[Excerpt to read]

More than 50 students have provided 880 hours and counting at area vaccination clinics since January. These include community vaccination events organized by Multnomah County Health Department and Immunize Oregon, and at the Oregon Convention Center’s mass vaccination clinic — a partnership between Legacy, Providence, OHSU and Kaiser. 

In addition to administering vaccines, PCC’s nursing students have assisted with screening, educating and monitoring patients for reactions.

Vaccine calendar.

Getting Vaccinated

PCC is committed to providing education in a safe manner and ensuring the health of its community. The college encourages everyone, if they haven’t already, to schedule their COVID-19 vaccination at no cost. The Governor has set a goal of reaching 70% of the population being vaccinated. So, here’s the resources to get your shots!:

  • Sign up with Get Vaccinated Oregon to receive the most up-to-date information about eligibility and availability of appointments.

[/Excerpt to read]

→ Requirement 1
In the excerpt about PCC nursing students and COVID-19 vaccination, which organizations make up the partnership behind the Oregon Convention Center's mass vaccination clinic?
→ Requirement 2
Print the part of the excerpt about PCC nursing students that opens with the words containing "In addition to" and closes with "availability of appointments.".

[Material shown]

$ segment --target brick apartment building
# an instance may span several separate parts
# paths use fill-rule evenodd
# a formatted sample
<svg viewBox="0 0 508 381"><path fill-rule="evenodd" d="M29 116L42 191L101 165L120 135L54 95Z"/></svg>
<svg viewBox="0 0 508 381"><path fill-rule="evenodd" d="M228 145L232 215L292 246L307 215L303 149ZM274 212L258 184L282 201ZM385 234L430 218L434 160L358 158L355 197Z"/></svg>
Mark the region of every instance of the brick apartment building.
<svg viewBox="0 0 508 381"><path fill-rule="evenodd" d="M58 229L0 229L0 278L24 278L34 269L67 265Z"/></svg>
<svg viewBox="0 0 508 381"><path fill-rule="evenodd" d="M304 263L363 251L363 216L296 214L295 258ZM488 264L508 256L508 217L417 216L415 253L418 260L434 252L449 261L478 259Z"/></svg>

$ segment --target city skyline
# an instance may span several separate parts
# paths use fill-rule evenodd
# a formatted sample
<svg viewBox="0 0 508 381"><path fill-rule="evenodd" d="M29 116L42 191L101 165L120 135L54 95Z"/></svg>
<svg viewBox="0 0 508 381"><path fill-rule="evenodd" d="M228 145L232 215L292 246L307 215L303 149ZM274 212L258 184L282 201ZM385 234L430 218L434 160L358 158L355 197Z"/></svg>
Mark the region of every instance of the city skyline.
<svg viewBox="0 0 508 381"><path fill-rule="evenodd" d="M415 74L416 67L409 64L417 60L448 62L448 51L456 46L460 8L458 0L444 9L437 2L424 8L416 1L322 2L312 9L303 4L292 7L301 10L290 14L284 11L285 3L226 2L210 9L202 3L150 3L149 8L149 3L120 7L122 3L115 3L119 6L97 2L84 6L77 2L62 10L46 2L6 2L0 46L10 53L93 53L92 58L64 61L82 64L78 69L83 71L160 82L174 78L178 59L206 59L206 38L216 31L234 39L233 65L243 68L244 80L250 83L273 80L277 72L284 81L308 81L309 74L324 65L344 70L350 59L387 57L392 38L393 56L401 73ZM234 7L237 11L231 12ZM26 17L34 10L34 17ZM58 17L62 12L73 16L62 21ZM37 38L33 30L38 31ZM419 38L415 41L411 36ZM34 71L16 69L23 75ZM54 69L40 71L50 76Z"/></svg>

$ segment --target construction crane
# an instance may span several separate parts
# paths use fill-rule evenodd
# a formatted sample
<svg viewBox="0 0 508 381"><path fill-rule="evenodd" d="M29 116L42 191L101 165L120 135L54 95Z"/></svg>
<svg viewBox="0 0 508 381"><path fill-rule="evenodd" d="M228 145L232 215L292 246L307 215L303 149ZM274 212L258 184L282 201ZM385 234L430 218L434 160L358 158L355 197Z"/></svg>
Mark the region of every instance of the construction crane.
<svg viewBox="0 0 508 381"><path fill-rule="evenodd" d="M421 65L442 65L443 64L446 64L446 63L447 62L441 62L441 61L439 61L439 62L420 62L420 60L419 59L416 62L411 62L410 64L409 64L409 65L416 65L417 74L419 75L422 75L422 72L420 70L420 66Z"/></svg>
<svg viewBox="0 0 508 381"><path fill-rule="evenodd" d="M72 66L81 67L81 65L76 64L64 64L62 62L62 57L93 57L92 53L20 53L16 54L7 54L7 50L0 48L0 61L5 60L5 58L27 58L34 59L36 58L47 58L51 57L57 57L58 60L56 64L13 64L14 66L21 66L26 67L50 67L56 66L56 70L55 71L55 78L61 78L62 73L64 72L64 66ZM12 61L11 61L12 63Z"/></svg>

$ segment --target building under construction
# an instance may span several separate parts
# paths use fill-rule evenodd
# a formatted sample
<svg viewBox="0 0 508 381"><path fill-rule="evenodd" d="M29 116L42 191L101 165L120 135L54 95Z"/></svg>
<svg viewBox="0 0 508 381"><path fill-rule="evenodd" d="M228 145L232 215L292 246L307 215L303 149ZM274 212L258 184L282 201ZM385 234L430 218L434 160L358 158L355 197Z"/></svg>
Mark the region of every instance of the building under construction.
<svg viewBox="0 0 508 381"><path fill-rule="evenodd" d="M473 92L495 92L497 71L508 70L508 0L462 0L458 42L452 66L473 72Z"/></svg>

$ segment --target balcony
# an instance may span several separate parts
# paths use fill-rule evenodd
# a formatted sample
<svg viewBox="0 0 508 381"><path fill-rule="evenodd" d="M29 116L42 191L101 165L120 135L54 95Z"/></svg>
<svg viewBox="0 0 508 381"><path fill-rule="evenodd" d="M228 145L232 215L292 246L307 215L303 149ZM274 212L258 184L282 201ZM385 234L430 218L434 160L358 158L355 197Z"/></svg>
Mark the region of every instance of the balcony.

[/Material shown]

→ Reply 1
Legacy, Providence, OHSU and Kaiser.

→ Reply 2
In addition to administering vaccines, PCC’s nursing students have assisted with screening, educating and monitoring patients for reactions.

Vaccine calendar.

Getting Vaccinated

PCC is committed to providing education in a safe manner and ensuring the health of its community. The college encourages everyone, if they haven’t already, to schedule their COVID-19 vaccination at no cost. The Governor has set a goal of reaching 70% of the population being vaccinated. So, here’s the resources to get your shots!:

  • Sign up with Get Vaccinated Oregon to receive the most up-to-date information about eligibility and availability of appointments.